■ Stored entries:
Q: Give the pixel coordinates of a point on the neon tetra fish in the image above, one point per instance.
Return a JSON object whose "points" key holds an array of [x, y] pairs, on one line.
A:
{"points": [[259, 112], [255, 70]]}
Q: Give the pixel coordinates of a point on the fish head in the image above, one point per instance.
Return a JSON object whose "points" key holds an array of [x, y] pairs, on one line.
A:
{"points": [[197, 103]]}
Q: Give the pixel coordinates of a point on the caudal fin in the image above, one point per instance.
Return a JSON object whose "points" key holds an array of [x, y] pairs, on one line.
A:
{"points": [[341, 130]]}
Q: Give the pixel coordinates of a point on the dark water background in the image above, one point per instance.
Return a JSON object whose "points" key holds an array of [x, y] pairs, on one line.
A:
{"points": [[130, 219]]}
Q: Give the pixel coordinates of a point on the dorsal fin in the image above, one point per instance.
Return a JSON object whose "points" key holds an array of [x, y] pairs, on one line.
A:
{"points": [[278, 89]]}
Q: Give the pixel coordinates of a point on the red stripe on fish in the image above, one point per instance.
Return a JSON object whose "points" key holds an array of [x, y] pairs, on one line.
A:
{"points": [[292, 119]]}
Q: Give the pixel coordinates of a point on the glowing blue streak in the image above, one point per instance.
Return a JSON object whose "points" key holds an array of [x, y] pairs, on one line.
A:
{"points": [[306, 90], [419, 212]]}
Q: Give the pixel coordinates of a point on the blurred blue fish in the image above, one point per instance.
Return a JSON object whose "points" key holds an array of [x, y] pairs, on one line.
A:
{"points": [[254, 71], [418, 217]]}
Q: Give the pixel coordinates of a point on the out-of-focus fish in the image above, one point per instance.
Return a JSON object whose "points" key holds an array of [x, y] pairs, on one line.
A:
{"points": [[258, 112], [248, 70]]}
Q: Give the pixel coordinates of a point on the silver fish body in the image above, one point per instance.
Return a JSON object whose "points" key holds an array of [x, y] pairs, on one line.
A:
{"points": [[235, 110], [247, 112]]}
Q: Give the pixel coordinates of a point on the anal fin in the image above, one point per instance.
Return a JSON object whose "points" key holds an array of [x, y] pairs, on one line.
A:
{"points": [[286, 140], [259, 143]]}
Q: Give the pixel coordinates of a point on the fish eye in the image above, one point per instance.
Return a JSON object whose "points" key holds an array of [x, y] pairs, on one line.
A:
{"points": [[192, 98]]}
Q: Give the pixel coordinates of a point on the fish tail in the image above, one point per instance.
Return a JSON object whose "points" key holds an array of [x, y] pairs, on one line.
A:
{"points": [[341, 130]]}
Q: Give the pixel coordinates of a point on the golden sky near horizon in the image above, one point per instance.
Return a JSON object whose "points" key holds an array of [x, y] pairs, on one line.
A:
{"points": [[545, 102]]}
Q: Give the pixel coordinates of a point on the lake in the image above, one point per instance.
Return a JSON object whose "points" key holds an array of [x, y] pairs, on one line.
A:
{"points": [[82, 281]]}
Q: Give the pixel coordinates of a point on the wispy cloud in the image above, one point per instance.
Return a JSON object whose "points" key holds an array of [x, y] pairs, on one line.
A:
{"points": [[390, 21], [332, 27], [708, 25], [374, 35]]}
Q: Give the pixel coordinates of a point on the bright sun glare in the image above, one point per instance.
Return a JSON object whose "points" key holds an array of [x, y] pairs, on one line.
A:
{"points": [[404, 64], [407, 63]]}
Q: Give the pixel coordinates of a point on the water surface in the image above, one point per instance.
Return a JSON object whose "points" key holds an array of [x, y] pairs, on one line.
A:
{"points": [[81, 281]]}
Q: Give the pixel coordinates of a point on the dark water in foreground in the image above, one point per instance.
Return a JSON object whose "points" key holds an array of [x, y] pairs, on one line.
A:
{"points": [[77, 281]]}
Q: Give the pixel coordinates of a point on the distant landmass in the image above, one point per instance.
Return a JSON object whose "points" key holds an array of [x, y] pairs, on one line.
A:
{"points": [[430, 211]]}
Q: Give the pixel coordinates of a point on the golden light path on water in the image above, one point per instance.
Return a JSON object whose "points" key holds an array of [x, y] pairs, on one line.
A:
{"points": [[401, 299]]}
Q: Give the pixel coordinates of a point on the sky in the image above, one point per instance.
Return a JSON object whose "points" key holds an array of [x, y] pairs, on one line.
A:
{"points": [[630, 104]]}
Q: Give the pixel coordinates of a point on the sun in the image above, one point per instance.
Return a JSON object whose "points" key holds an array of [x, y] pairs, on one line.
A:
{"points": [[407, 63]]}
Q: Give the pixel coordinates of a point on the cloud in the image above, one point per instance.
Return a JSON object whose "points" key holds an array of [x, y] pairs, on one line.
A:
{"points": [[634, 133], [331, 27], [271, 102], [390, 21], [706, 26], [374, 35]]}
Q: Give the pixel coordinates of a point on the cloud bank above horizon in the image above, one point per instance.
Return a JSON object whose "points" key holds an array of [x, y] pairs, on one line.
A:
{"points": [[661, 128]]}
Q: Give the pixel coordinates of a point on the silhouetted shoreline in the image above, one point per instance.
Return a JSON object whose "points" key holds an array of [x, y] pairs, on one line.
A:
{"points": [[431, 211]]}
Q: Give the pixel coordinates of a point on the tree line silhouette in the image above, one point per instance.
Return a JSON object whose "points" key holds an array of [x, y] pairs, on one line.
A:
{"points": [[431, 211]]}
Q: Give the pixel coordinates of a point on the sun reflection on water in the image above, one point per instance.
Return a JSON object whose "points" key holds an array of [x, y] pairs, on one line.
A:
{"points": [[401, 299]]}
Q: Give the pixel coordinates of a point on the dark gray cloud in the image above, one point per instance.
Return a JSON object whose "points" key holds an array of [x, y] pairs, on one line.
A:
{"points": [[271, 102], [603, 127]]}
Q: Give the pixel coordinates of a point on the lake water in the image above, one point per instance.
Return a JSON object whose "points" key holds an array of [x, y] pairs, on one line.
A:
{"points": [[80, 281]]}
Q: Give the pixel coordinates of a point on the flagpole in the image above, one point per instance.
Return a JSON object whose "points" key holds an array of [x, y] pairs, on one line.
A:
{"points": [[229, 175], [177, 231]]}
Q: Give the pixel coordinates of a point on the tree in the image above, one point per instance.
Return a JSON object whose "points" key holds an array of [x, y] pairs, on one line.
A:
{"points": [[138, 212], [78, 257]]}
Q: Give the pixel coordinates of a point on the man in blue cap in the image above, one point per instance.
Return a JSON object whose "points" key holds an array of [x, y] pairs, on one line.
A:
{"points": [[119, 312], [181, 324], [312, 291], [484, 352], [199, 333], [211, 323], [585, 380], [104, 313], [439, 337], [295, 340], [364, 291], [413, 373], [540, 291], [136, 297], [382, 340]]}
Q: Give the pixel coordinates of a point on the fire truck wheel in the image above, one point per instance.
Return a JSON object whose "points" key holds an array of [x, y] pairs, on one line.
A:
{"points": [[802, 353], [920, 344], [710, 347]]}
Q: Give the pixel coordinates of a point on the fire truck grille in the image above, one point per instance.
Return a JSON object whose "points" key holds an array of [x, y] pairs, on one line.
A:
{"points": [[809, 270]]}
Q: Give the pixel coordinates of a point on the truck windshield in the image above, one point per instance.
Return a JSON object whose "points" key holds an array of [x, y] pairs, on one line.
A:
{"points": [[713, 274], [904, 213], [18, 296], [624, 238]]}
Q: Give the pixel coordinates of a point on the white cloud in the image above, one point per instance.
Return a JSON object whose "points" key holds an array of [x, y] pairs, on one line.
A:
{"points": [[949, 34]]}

■ Exercise brief: What is needed is a word-for-word copy of all the records above.

■ Solved problem:
Q: Give the pixel coordinates of a point on the neon tetra fish in the image above, one point per instance.
Return a JSON object whose "points" key holds an array of [x, y] pairs, on one line.
A:
{"points": [[259, 112], [255, 70]]}
Q: Give the pixel coordinates of a point on the fish head in the image above, one point per instance.
Return a JSON object whose "points" key holds an array of [x, y] pairs, on one line.
A:
{"points": [[197, 103]]}
Q: Give the pixel coordinates of a point on the caudal fin in the image above, one point per instance.
Return a JSON object whose "points" key holds an array of [x, y] pairs, on one line.
A:
{"points": [[341, 130]]}
Q: Give the pixel coordinates of a point on the dark water background in the image above, one point per instance.
Return a JSON object whose "points" key holds an array of [x, y] pairs, on one line.
A:
{"points": [[130, 219]]}
Q: Give the pixel coordinates of a point on the dorsal fin in the image above, one point per instance.
Return a JSON object whose "points" key holds an array of [x, y] pairs, on one line.
A:
{"points": [[278, 89]]}
Q: Give the pixel coordinates of a point on the red stripe on fish in the image above, one point per instance.
Return a JSON object whose "points" key holds an array of [x, y] pairs, on one line.
A:
{"points": [[292, 119]]}
Q: Give the pixel coordinates of a point on the glowing blue streak in the image above, one point per instance.
Return a JSON object whose "points" key holds an array of [x, y] pairs, on one line.
A:
{"points": [[306, 90], [419, 212]]}
Q: Give the pixel coordinates of a point on the blurred blue fish in the image above, one point per instance.
Return a JSON object whose "points" key holds an array of [x, y] pairs, on one line.
A:
{"points": [[254, 71], [418, 217]]}
Q: Give the pixel coordinates of a point on the out-of-focus fish in the image above, one point per instance.
Return a JSON object whose "points" key holds an array of [x, y] pairs, on one line.
A:
{"points": [[258, 112], [248, 70]]}
Q: Give the pixel coordinates of a point on the silver fish body in the image above, one point per instance.
Return a JSON object whose "points" key holds an array of [x, y] pairs, on one line.
A:
{"points": [[235, 110], [247, 112]]}
Q: Give the pixel coordinates of a point on the anal fin in the image above, one point per instance.
Return a JSON object whose "points" key holds an array of [x, y] pairs, on one line.
A:
{"points": [[286, 140], [259, 143]]}
Q: Give the pixel coordinates of a point on the fish eye in the image above, one point per instance.
Return a JSON object whose "points" key holds an array of [x, y] pairs, on one line.
A:
{"points": [[192, 98]]}
Q: Give the pixel coordinates of a point on the fish tail in the image above, one point per instance.
Return a JSON object whose "points" key holds an array of [x, y] pairs, on one line.
A:
{"points": [[341, 130]]}
Q: Give the pixel coordinates of a point on the golden sky near horizon in the image above, one point per instance.
Return a JSON object whose "points" key holds an array of [x, y] pairs, on one line.
A:
{"points": [[545, 102]]}
Q: Give the pixel coordinates of a point on the lake in the image above, one point per instance.
Return a JSON object whose "points" key holds an array of [x, y] pairs, on one line.
A:
{"points": [[82, 281]]}
Q: Give the pixel coordinates of a point on the wispy cloud in the image above, one point per instance.
Return a JSON object whose "points" key holds an array of [x, y] pairs, on one line.
A:
{"points": [[390, 21], [332, 27], [708, 25], [374, 35]]}
Q: Give the pixel coordinates of a point on the bright sun glare in the image above, one point per instance.
Return a JSON object whose "points" key holds an array of [x, y] pairs, on one line.
A:
{"points": [[404, 64], [407, 63]]}
Q: Give the pixel coordinates of a point on the water surface in the image above, one point per instance.
Return a JSON object whose "points" key holds an array of [x, y] pairs, on one line.
A:
{"points": [[81, 281]]}
Q: Give the pixel coordinates of a point on the dark water in foreground in the image above, one point per instance.
Return a JSON object whose "points" key holds an array of [x, y] pairs, on one line.
A:
{"points": [[77, 281]]}
Q: Give the pixel coordinates of a point on the distant landmass in the image above, one point per instance.
Return a JSON object whose "points" key holds an array of [x, y] pairs, on one line.
A:
{"points": [[430, 211]]}
Q: Give the pixel coordinates of a point on the golden light path on water in the image above, one point per instance.
Return a JSON object whose "points" key holds an array of [x, y] pairs, on one line.
A:
{"points": [[401, 299]]}
Q: Give the pixel coordinates of a point on the sky in the image above, one point per instance.
Return a JSON object whose "points" key holds an array of [x, y] pairs, on one line.
A:
{"points": [[630, 104]]}
Q: Give the pixel coordinates of a point on the sun in the image above, one point per instance.
Return a JSON object whose "points" key holds an array of [x, y] pairs, on one line.
A:
{"points": [[407, 63]]}
Q: Give the pixel coordinates of a point on the cloud in the image above, one point per instance.
Return a JSON object whose "points" key holds an array of [x, y] pairs, on one line.
A:
{"points": [[634, 133], [331, 27], [271, 102], [390, 21], [706, 26], [374, 35]]}
Q: Give the pixel coordinates of a point on the cloud bank above horizon in the image above, one point per instance.
Return a JSON object whose "points" key holds an array of [x, y] pairs, on one line.
A:
{"points": [[661, 128]]}
Q: Give the pixel coordinates of a point on the silhouetted shoreline in the image above, one point per instance.
Return a JSON object whose "points" key holds an array of [x, y] pairs, on one line.
A:
{"points": [[431, 211]]}
Q: Give the pixel coordinates of a point on the tree line silhouette in the image above, one point per instance.
Return a JSON object whose "points" key holds an array of [x, y] pairs, on one line.
A:
{"points": [[431, 211]]}
Q: Give the pixel coordinates of a point on the sun reflection on water in the image above, one point per instance.
Return a JSON object whose "points" key holds an array of [x, y] pairs, on one line.
A:
{"points": [[401, 299]]}
Q: Give the pixel coordinates of a point on the dark gray cloud in the image above, one point per instance.
Return a JSON object whose "points" key holds an array of [x, y] pairs, on one line.
A:
{"points": [[271, 102], [603, 127]]}
Q: Give the pixel coordinates of a point on the lake water in the image above, one point per instance.
Return a JSON object whose "points" key holds an array of [x, y] pairs, on one line.
A:
{"points": [[80, 281]]}
Q: Give the pixel coordinates of a point on the flagpole in the image above, one point per instance.
Return a JSON object whose "points" key holds an array of [x, y] pairs, on one line.
A:
{"points": [[229, 175], [177, 231]]}
Q: Give the pixel coordinates of a point on the tree in the image above, one point per instance.
Return a JSON object whose "points" key holds an array of [x, y] pairs, on one line.
A:
{"points": [[138, 212], [78, 257]]}
Q: Give the pixel coordinates of a point on the man in blue cap in the image above, one point per instance.
Return a JSON object whose "points" key holds an array of [x, y] pairs, on one line.
A:
{"points": [[119, 312], [181, 324], [312, 291], [484, 352], [199, 333], [211, 323], [585, 380], [104, 313], [439, 337], [295, 340], [364, 291], [413, 373], [540, 291], [136, 297], [382, 340]]}
Q: Give the pixel coordinates of a point on the fire truck wheel in the image above, one point per instance.
Return a JSON object whose "points" key holds an array of [x, y] pairs, on one line.
A:
{"points": [[802, 353], [920, 344], [710, 347]]}
Q: Give the pixel coordinates of a point on the fire truck grille in the image above, one point per instance.
Return a JSON object whose "points" key holds an array of [x, y] pairs, on one line.
A:
{"points": [[809, 270]]}
Q: Give the pixel coordinates of a point on the truck windshield in the image above, one point per instance.
Return a JSON object whose "points" key holds an array of [x, y] pairs, on one line.
A:
{"points": [[713, 274], [904, 213], [18, 296], [624, 238]]}
Q: Give the pixel coordinates of a point on the white cloud in the image above, one point per instance.
Return a JSON object whose "points" key holds an array of [x, y] pairs, on one line.
A:
{"points": [[949, 34]]}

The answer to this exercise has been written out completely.